=== Section Start ===

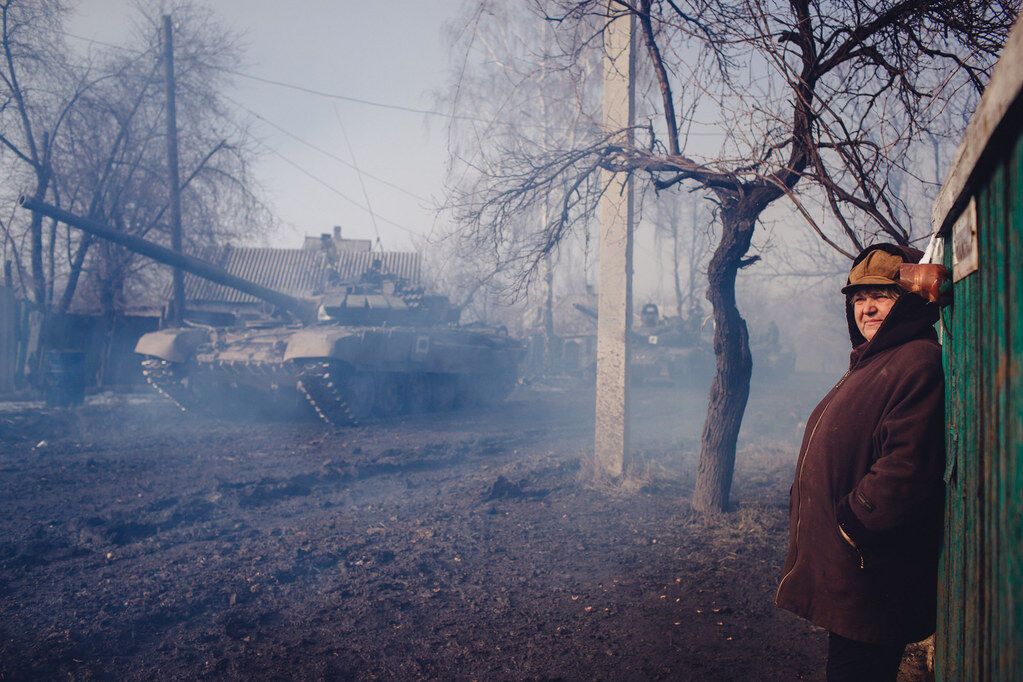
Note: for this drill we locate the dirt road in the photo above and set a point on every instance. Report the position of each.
(137, 542)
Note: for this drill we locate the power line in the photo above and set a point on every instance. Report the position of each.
(370, 102)
(322, 150)
(362, 183)
(334, 189)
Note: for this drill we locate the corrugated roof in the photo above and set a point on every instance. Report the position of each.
(406, 265)
(294, 271)
(298, 272)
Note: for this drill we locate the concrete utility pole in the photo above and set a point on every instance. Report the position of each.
(615, 276)
(172, 166)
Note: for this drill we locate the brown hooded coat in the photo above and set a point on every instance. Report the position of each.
(872, 460)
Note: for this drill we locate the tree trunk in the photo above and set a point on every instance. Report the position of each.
(730, 388)
(75, 273)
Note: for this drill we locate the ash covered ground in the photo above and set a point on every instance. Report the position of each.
(137, 542)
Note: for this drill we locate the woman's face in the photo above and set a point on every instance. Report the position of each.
(870, 308)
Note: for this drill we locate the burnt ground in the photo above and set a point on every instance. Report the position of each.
(137, 542)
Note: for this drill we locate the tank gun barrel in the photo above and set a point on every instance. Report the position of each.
(197, 267)
(585, 310)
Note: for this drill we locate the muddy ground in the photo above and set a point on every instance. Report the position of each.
(137, 542)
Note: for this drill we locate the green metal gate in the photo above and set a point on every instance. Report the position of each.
(979, 217)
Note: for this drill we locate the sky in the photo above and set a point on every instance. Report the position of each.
(387, 52)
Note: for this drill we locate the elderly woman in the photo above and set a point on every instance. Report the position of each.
(865, 508)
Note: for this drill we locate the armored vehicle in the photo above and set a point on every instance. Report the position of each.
(667, 350)
(372, 347)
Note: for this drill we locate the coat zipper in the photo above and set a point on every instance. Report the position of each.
(799, 476)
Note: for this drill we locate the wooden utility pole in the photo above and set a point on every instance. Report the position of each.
(615, 277)
(177, 314)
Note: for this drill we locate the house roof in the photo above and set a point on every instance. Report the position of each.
(298, 272)
(294, 271)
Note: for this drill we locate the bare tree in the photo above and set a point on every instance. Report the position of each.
(757, 100)
(91, 139)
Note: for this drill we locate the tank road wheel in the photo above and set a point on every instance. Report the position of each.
(443, 390)
(432, 393)
(169, 379)
(417, 391)
(392, 394)
(359, 390)
(319, 382)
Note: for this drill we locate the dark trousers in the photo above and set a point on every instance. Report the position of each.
(849, 661)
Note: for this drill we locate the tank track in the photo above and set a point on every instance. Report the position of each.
(163, 376)
(320, 384)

=== Section End ===

## [What is needed]
Transcribe every line of the records exactly. Pictures do not belong in the copy.

## [Response for this exercise]
Note: for this drill we locate the dirt road in the photo above and set a point on every instance. Report the position of each.
(137, 542)
Note: for this drill we locate the power line in the photo above and set a point on every instance. Report the position of each.
(370, 102)
(322, 150)
(362, 183)
(334, 189)
Note: for this drill we locate the corrugated roof in the photo above and set a point on every instance. Report the position of each.
(406, 265)
(294, 271)
(298, 272)
Note: for this drill we locate the concrete utility pole in the photo above and set a point on every instance. Report the position of each.
(615, 276)
(172, 166)
Note: for this drill we locate the brown hooded coat in the photo above and set a point on every instance. Report the position of each.
(872, 460)
Note: for this drill we locate the tree trunk in the photo above and set a point on every instance. Report the position of each.
(730, 388)
(75, 273)
Note: for this drill we locate the ash covered ground in the photo above and set a point on every instance. Report the position of each.
(137, 542)
Note: for this drill we locate the woman's face in the photo above and set a point on every instance. Report the position of each.
(870, 308)
Note: for this drill we locate the burnt ground in the photo above and set a point on every instance. Report the position of each.
(137, 542)
Note: for this drill we locate the tank gun barrel in the photo above and set a point on every instance. Report the position of each.
(197, 267)
(585, 310)
Note: for this drill we locate the muddy ground in the photo above and set a point on every instance. Report the position of each.
(137, 542)
Note: for this drill we locate the green metal gate in the photo above and set a point on every instance. Report the position of each.
(979, 217)
Note: for this drill we locate the sky in the photo above and set a point on every instance. Report the position of each.
(387, 52)
Note: for this drill we locate the elderly woman in the photo above and set a point on every instance. Report the position of each.
(865, 508)
Note: for this drill we locate the armored vehicle in the photo above and set a point on every instance. Report the position of each.
(667, 350)
(372, 347)
Note: for this drill we locate the coat zipper in the photo above and set a point on every instance. Report the position of each.
(799, 476)
Note: for this drill we locate the wooden utility pole in the photo above and set a point on every instance. Report the position of each.
(615, 277)
(177, 314)
Note: for this drill we locate the house roof in the photo above and set a point on every instance. Report the position of each.
(298, 272)
(294, 271)
Note: for this drill we locate the bare tree in the photo above and set a point on every instance. Report the position of each.
(757, 100)
(91, 139)
Note: for this drill we locate the tank road wheel in the photo above and set a point on every instance. Report the position of each.
(443, 390)
(432, 393)
(169, 379)
(417, 391)
(392, 394)
(359, 390)
(319, 382)
Note: for this drill we locate the dark trousers in the photo above and set a point on every instance. Report the position of each.
(849, 661)
Note: for this drill we locate the tank track in the photo above and set a point on every instance. Report the position of each.
(163, 376)
(320, 384)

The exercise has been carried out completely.